--- start ENTRIES PROVIDED ---

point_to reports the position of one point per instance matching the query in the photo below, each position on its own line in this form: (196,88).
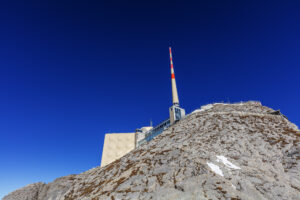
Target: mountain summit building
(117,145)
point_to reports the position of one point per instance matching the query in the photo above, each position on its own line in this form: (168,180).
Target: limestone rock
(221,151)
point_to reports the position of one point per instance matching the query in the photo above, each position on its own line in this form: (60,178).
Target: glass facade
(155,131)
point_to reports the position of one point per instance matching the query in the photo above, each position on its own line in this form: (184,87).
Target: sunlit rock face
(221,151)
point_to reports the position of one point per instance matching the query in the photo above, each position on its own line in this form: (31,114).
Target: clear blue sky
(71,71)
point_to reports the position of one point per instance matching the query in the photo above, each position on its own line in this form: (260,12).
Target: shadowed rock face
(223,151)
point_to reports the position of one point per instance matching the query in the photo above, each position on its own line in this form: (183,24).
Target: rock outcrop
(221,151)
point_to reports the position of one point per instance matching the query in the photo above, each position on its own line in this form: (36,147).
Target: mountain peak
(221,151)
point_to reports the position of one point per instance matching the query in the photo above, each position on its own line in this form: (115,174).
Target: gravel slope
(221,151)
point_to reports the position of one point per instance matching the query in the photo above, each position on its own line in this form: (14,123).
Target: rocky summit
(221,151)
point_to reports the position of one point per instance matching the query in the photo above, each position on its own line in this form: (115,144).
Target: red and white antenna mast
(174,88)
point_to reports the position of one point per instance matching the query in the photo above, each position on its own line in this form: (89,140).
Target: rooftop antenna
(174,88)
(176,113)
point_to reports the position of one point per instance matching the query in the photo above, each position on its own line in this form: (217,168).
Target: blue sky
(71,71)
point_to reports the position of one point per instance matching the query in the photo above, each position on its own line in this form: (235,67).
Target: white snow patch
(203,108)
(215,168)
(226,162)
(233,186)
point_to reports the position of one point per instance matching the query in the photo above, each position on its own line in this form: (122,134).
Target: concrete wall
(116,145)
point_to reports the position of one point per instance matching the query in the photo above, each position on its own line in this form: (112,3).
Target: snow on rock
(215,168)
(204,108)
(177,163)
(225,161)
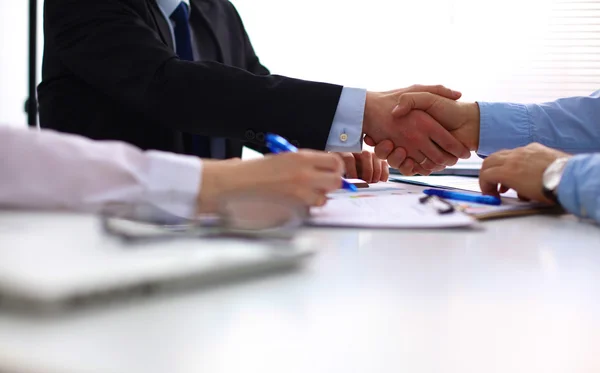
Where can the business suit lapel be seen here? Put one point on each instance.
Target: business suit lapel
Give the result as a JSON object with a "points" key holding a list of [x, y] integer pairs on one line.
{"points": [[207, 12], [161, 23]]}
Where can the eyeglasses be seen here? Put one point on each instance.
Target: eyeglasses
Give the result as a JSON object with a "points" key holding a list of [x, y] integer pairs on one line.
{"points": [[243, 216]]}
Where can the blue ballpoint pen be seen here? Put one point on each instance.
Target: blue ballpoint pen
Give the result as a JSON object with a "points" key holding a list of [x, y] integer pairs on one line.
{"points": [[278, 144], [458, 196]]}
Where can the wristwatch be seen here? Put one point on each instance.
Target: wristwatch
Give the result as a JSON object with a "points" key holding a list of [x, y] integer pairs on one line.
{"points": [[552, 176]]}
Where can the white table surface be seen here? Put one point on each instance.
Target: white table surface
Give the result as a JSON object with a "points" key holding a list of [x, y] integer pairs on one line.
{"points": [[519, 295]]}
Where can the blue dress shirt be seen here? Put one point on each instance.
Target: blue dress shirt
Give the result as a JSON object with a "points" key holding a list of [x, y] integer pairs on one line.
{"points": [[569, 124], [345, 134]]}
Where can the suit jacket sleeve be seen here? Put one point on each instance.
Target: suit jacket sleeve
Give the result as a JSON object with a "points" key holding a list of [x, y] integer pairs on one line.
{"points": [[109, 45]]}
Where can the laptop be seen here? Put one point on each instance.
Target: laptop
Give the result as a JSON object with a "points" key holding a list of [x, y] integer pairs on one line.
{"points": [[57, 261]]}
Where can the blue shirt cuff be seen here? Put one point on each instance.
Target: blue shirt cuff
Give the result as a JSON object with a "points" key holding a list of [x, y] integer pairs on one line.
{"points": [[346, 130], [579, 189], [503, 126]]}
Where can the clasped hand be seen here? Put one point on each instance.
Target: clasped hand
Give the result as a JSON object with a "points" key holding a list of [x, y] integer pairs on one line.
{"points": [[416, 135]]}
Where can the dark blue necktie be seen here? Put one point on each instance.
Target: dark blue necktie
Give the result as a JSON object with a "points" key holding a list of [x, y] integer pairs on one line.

--- end ENTRIES PROVIDED ---

Skip the pictures and print each record exactly as it stands.

▶ _COMPLETE ANSWER_
point_to reports the position of one point per instance matching the query in the photo below, each position on its own line in this form: (196,88).
Target: mountain summit building
(117,145)
point_to reports the position of one point per instance matching the query in the photo above, each position on its own line in this form: (168,180).
Target: limestone rock
(221,151)
point_to reports the position of one point per instance matching the query in the photo above, each position on its own line in this form: (60,178).
Target: glass facade
(155,131)
point_to reports the position of one point per instance matching the query in the photo above, each position on its own line in this form: (184,87).
Target: sunlit rock face
(221,151)
point_to reports the position of one point per instance matching the query in the photo above, each position on its own line in this form: (31,114).
Target: clear blue sky
(71,71)
point_to reports the position of one point per instance matching the query in the photo above, each position on its own line in this form: (260,12).
Target: shadowed rock face
(223,151)
point_to reports the position of one point per instance matching the query in the photo above, each position on its own line in this form: (183,24).
Target: rock outcrop
(221,151)
point_to reports the position of one point per instance matching the query in the photo above, each position on its own line in this form: (36,147).
Target: mountain peak
(221,151)
point_to reports the position of one point per instance matching the query in the photo above, each position on its own line in this form: (115,174).
Target: gravel slope
(221,151)
point_to reports the position of one point per instance matching the query in the photo above, each position on its own line in this form: (14,123).
Target: rocky summit
(221,151)
point_to reports the position of one point per instance matching the query in the photo above, each position on its own line in this form: (115,144).
Target: red and white antenna mast
(174,88)
point_to reports the position of one point per instance matching the query in the photo above, each position on its own line in this form: (89,140).
Target: rooftop antenna
(174,88)
(176,113)
point_to reports the position of one point per instance matching the query in the photo above, each position on its own line in this form: (217,168).
Target: blue sky
(71,71)
point_to reports the position of one point per instance matching the query in the photo above, each position on its own line in this form: (235,67).
Target: white snow patch
(203,108)
(215,168)
(226,162)
(233,186)
point_to reports the position of one point per instance matching the query in the photo above, each position on its own line in this form: (122,134).
Target: concrete wall
(116,145)
point_to reports the position of one point per instance matching the query in the photo above, each position on its own line in this form: (112,3).
Target: snow on rock
(215,168)
(204,108)
(177,163)
(225,161)
Where can the business suit lapel be seen here? Put one point on each instance.
Target: business suit lapel
Give the result as a JSON object with a "points" key holding a list of [x, y] integer pairs on one line.
{"points": [[207, 12], [161, 23]]}
Where can the eyeglasses be seen here? Put one point on each instance.
Target: eyeglasses
Give the result as a JSON object with a "points" key holding a list of [x, y] integer pairs on one line.
{"points": [[243, 216]]}
Where can the blue ballpoint pen be seen here? Put one point on each instance.
Target: blue ballpoint pen
Give the result as a JSON object with a "points" key holding a list of [x, y] integer pairs on one line.
{"points": [[278, 144], [458, 196]]}
Where can the wristwatch be seen here? Put one point on each instance.
Target: wristwatch
Give the result as a JSON object with a "points" key holding a list of [x, y] integer pairs on one line.
{"points": [[552, 176]]}
Where can the white table surface be seen here? Put one point on each instance.
Target: white table surface
Give the result as a JSON object with a "points" key holding a list of [x, y] integer pairs on one line.
{"points": [[519, 295]]}
Where can the blue dress shirt be seen here? Put one point on each instance.
Target: blue dress shirt
Give the result as a JSON object with a "points" key holding a list of [x, y] integer pairs on one line.
{"points": [[569, 124], [345, 134]]}
Where can the suit jacket sleeve be seen here? Put one point on each instance.
Target: suit jacket sleeve
Give the result as a JSON object with a "points" key holding a list of [x, y] integer pairs on one line.
{"points": [[109, 45]]}
Where can the laptop be seen here? Put one point on each instance.
Target: laptop
Give the result as a JSON object with a "points" key holding a list of [x, y] integer pairs on one line.
{"points": [[57, 261]]}
Where can the blue shirt cuff be seen here? Put one point on each instance.
Target: blue shirt cuff
Give the result as a JSON object with a "points" key holding a list of [x, y] integer pairs on one line.
{"points": [[346, 130], [579, 189], [503, 126]]}
Where can the clasped hand be seen here? Put one point on each instance.
Target: clasped hand
Give the result as a JSON object with a "points" key holding a list of [x, y] integer pairs on one line.
{"points": [[416, 135]]}
Where can the dark blue necktie be seen here? Put one point on each instance.
Target: dark blue necktie
Give the result as a JSON object with a "points" key holding a list of [x, y] integer pairs on one line.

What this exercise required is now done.